§ Exercise: Set down exactly the lines from the one containing "Confirm that each instance of the waterfront" through the last line of the records below, both included, and nothing else.

[Point annotation dataset records]
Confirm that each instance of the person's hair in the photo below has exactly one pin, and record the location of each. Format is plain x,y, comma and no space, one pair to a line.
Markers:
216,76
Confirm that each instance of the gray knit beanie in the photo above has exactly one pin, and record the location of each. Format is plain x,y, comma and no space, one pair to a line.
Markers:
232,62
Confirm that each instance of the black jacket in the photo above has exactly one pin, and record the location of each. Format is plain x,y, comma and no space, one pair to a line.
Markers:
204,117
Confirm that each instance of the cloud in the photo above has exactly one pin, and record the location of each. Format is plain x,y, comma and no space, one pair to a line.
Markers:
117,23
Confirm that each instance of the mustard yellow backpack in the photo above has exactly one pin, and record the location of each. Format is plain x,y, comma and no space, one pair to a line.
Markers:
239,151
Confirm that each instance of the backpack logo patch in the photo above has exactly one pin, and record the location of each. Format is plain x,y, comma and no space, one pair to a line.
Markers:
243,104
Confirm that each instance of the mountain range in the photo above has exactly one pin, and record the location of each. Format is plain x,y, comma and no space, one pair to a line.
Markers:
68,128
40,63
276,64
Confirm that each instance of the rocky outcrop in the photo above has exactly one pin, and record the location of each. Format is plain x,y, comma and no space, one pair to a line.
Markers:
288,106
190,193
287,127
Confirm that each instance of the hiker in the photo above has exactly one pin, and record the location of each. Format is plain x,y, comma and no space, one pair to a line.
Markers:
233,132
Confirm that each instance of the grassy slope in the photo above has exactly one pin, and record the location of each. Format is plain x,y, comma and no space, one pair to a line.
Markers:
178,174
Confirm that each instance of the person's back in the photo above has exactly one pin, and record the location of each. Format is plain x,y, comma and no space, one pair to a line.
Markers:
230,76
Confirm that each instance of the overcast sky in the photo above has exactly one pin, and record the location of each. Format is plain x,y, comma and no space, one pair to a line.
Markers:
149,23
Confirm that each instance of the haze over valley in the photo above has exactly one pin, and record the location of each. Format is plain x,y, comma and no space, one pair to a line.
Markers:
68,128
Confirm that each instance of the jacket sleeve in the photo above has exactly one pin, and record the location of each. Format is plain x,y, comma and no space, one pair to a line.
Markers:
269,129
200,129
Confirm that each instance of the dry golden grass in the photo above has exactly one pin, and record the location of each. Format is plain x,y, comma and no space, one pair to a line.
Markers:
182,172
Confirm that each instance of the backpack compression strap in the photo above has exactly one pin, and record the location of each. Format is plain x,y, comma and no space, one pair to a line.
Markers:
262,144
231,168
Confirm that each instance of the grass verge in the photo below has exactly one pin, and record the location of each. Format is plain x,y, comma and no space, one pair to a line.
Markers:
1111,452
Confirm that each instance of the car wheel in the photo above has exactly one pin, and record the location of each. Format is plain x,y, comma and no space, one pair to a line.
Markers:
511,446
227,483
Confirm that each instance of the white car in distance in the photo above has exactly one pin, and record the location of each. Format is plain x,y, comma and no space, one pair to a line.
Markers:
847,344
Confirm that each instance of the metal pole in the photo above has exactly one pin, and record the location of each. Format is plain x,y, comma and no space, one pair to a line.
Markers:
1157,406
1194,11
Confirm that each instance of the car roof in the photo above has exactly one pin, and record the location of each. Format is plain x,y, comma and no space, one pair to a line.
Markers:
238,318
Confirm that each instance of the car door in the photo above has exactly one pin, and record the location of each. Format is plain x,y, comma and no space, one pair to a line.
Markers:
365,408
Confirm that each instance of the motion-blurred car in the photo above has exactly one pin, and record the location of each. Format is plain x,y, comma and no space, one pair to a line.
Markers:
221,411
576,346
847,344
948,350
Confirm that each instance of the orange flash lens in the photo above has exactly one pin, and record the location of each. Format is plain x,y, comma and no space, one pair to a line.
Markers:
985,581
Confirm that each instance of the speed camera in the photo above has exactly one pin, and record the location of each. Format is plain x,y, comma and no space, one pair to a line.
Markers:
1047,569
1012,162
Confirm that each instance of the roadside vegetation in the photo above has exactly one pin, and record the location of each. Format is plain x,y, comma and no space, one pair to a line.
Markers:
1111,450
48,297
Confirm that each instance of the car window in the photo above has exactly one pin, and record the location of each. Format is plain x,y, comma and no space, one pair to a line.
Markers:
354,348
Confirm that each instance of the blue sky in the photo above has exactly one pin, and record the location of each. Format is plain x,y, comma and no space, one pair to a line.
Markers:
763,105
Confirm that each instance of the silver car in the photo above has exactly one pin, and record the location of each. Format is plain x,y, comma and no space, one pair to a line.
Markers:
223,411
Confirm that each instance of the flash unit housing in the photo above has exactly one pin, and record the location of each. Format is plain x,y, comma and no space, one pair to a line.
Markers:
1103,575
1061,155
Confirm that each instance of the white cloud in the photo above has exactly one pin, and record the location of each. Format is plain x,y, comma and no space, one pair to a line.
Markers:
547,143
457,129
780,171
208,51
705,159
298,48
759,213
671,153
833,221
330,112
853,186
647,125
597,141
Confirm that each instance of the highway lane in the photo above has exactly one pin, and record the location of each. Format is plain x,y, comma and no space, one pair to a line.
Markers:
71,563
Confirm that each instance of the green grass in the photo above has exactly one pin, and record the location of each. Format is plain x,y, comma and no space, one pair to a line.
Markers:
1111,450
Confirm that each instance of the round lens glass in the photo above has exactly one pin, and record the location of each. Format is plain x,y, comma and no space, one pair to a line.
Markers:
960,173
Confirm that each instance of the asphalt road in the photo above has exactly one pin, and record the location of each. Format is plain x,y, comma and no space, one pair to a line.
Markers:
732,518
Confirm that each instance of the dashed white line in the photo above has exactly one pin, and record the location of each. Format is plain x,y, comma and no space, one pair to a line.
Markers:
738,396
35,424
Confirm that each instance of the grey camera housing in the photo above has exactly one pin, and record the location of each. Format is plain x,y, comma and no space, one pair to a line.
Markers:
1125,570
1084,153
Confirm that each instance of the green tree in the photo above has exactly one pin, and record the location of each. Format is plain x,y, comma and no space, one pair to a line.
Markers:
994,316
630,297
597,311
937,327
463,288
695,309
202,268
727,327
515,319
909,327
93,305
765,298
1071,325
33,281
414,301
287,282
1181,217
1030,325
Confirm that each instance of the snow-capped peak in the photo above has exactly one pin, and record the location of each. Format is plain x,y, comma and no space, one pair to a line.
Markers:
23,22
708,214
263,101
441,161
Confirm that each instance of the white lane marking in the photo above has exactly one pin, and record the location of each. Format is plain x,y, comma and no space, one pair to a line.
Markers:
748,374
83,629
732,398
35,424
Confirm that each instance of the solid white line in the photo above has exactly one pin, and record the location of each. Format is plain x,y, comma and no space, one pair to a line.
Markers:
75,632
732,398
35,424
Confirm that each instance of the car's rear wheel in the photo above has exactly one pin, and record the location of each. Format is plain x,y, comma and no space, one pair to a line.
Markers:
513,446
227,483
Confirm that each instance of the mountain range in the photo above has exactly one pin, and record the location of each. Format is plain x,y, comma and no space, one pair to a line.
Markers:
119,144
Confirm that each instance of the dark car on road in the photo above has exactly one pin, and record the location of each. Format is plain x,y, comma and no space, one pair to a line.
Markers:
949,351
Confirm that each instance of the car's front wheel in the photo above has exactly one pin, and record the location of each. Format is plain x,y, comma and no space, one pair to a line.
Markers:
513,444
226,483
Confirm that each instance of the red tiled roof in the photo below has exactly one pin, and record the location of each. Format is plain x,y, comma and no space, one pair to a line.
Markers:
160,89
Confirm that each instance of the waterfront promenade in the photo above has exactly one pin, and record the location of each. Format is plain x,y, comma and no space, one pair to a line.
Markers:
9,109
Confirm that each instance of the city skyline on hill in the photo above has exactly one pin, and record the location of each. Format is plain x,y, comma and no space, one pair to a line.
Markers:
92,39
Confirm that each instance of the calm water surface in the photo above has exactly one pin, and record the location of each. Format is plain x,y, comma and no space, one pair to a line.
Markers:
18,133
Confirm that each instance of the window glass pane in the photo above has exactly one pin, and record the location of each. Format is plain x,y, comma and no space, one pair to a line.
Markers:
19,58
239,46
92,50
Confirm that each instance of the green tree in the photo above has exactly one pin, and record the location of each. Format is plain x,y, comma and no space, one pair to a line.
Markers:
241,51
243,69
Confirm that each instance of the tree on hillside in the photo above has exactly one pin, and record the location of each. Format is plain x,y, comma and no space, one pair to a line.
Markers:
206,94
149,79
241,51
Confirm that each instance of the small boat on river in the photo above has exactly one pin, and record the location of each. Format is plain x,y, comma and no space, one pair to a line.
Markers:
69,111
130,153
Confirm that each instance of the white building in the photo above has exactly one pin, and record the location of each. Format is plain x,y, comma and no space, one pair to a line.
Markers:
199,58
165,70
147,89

§ Answer to the problem:
Confirm that each instance of the waterfront promenade in the photo above has exactly one pin, and record the location of each. Format is plain x,y, comma and no space, one pair to a line.
Markers:
9,109
Confirm that each instance of the city skyline on hill in the photo above has exactly one pin, and record the location of each. Format is plain x,y, comma and no space, one pair to a line.
Markers:
92,39
Confirm that each instance of the calm water surface in the photo above has exactly one pin, and record the location of each. Format is plain x,y, comma and no space, one pair to a line.
Markers:
18,133
Confirm that each instance of the window glass pane in the photo above has exactly one pin, and record the location of each. Format is plain x,y, comma and no space, one pair to a line.
Markers:
19,58
239,46
92,50
Confirm that each instance of the green tree in the photo above has exactly one pin, and record the location of each. Format is plain x,y, comma and no space, one pair to a line.
Markers:
241,51
243,69
Confirm that each instance of the tree on hillside in the photo above has exactly one pin, and record the location of each. Format is plain x,y, comma and no space, one pair to a line.
Markers:
206,94
149,79
241,51
Confirm that each instance of the small boat on river in the photo above has exactly one pin, and record the location of each. Format is plain x,y, comma and no space, one pair to a line.
Markers:
69,111
130,153
Confirm that each instance of the white building in the photo above has exactly one pin, and record the location of each. Format is plain x,y, comma and no space, one pair to a line.
Markers:
199,58
165,70
147,89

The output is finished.